Your goal>
Search the listing below for the string "instance" and copy every line where it occurs.

*** Block opens ***

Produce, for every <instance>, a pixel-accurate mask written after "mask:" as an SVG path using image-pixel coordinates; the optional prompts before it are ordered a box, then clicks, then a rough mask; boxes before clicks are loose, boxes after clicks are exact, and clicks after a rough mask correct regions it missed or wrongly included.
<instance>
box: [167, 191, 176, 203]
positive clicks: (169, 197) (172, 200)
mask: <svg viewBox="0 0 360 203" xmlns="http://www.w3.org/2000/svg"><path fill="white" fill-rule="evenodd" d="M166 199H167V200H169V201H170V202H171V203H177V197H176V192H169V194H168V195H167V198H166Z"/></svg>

*** Block closes ***

Answer for this exercise>
Produce, for every <instance>, a pixel-accurate mask written after "mask:" as an SVG path using image-pixel coordinates; the optional prompts before it are ordered a box, then clicks, then a rough mask; boxes before clicks are loose, boxes after clicks are exact, and clicks after a rough mask correct regions it missed or wrongly included.
<instance>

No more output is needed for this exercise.